Instruction: Render every line of the listing below as a numbered list, omitting blank lines.

Location labeling listing:

---

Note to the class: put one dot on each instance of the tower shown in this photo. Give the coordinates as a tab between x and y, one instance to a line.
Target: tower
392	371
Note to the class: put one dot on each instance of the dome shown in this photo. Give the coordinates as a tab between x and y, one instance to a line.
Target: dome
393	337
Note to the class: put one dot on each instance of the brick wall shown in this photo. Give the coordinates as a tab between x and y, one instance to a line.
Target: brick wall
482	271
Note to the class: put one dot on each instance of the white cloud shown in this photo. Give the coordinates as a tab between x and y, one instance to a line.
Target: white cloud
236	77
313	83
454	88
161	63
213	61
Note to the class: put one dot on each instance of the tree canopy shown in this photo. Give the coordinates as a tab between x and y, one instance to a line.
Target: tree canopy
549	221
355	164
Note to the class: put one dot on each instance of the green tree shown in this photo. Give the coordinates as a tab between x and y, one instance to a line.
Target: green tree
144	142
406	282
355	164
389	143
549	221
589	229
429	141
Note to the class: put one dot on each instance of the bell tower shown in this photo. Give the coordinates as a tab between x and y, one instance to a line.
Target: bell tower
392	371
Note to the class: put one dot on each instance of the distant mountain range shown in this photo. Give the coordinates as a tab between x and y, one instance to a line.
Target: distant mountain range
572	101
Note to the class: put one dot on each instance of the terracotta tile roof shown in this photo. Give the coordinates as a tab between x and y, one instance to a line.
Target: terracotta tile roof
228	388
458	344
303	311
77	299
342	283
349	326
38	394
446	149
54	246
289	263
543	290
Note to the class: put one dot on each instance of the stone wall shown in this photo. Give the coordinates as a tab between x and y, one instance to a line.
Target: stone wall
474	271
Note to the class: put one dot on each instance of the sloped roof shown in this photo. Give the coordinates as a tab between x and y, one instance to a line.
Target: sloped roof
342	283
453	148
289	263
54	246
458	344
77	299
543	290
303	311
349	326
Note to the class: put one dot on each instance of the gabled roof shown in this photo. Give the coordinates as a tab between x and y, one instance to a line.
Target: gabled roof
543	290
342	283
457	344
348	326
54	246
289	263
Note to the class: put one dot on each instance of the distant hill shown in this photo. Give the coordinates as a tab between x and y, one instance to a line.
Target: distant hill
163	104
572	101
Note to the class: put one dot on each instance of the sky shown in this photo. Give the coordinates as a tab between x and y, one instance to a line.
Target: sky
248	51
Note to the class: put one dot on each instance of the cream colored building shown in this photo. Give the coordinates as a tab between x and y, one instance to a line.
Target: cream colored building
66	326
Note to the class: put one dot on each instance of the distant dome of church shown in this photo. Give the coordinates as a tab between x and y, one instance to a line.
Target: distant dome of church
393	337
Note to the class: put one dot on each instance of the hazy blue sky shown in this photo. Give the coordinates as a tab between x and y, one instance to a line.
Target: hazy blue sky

---

Answer to this exercise:
1. Note to the class: put one dot on each instance of the tower shown in this photo. Give the coordinates as a tab between x and y, one instance to a line.
2. Target: tower
3. 392	371
4. Note to the class: put one dot on each instance of the dome shown in this photo. Give the coordinates as a tab between x and y, one instance to a line.
5. Target: dome
6. 393	337
7. Note to the class: put one dot on each instance of the brick wall shown in this photo. Give the coordinates as a tab between x and y, one instance to a line.
8. Target: brick wall
9. 482	271
10. Note to the class: put one dot on each instance of the white cloud shown in this photo. Give the coordinates as a tab between x and y, one instance to a line.
11. Target: white cloud
12. 236	77
13. 313	83
14. 454	88
15. 161	63
16. 213	61
17. Note to the class: put one dot on each instance of the tree canopy shown in this photo. Give the coordinates as a tab between x and y, one instance to a line.
18. Target: tree canopy
19. 549	221
20. 355	164
21. Note to the class: put one dot on each instance of the green tree shown in this photo. Give the coordinates as a tab between x and y, one instance to a line.
22. Target: green tree
23. 144	142
24. 406	282
25. 355	164
26. 389	143
27. 549	221
28. 589	229
29. 429	141
30. Note to the class: put one dot on each instance of the bell tower shown in this photo. Give the coordinates as a tab between x and y, one instance to a line.
31. Target: bell tower
32. 392	371
33. Note to the class: put one dot on each instance of the distant mountain range shown in this photo. Give the coordinates as a tab between x and y, one instance to a line.
34. Target: distant mountain range
35. 572	101
36. Note to the class: put one dot on each instance of the terracotta tile roof shown in this photo. Give the coordinates as a tab between x and y, one instance to a line.
37. Target: terracotta tile roof
38. 228	388
39. 458	344
40. 303	311
41. 77	299
42. 342	283
43. 349	326
44. 38	394
45. 446	149
46. 54	246
47. 289	263
48. 543	290
49. Note to the class: put one dot on each instance of the stone wall shown in this photo. Give the coordinates as a tab between x and y, one instance to a line.
50. Target: stone wall
51. 474	271
52. Note to the class: put one dot on each instance of the sloped roof shown in this photo. Give the coordinates as a tab between x and y, one instance to a line.
53. Target: sloped roof
54. 342	283
55. 453	148
56. 289	263
57. 54	246
58. 458	344
59. 77	299
60. 543	290
61. 303	311
62. 349	326
63. Note to the class: put one dot on each instance of the gabled roof shown in this photo. Give the coordinates as a tab between x and y, one instance to a line.
64. Target: gabled roof
65. 543	290
66. 342	283
67. 457	344
68. 348	326
69. 54	246
70. 289	263
71. Note to the class: put one dot on each instance of the distant hill shown in this photo. Give the coordinates as a tab between x and y, one instance to a line.
72. Target: distant hill
73. 163	104
74. 572	101
75. Note to the class: put one dot on each instance of the sky shown in this photo. Give the coordinates as a tab between x and y, one instance to a line.
76. Target: sky
77. 248	51
78. Note to the class: put one dot on each instance of the cream colored building shown in this photo. Give the coordinates as a tab between x and y, one instance to a line.
79. Target: cream colored building
80. 66	326
81. Note to the class: put one dot on each instance of the distant dome of church shown in this photo. Give the coordinates as a tab between x and y, one instance to a line.
82. Target: distant dome of church
83. 393	337
84. Note to the class: put one dot on each instance of the hazy blue sky shown in this photo. Give the coordinates as a tab between x and y, one instance to a line.
85. Target: hazy blue sky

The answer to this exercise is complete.